══ INPUT DATA

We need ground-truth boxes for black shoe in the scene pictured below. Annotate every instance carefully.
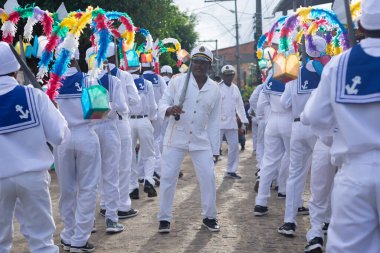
[158,220,170,234]
[144,180,157,198]
[297,206,309,215]
[305,237,323,253]
[61,239,71,251]
[224,172,241,179]
[153,172,161,186]
[202,218,220,232]
[253,205,268,216]
[70,242,95,252]
[129,188,140,199]
[277,222,296,236]
[322,222,330,235]
[117,208,139,220]
[253,177,260,193]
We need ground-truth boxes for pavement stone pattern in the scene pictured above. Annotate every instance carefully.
[11,135,310,253]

════

Reproduce every line of the material above, wording and all, with each bounding-box coordinate raised by 121. Leave out the picture.

• _RESULT FOR THIS TASK_:
We need ground-truth boxes for black shoe in the scene pictured below. Annotate every instance carefully.
[279,341,291,355]
[265,301,278,319]
[418,327,430,336]
[426,358,444,374]
[182,360,192,372]
[345,293,362,300]
[274,293,282,307]
[323,339,341,353]
[374,326,389,337]
[191,363,216,373]
[250,309,261,320]
[398,343,417,357]
[443,343,451,356]
[238,329,260,341]
[374,298,381,314]
We need ground-truth boxes for pavement stone pattern in the scene pictured above. Annotate every instance carefully.
[132,256,431,374]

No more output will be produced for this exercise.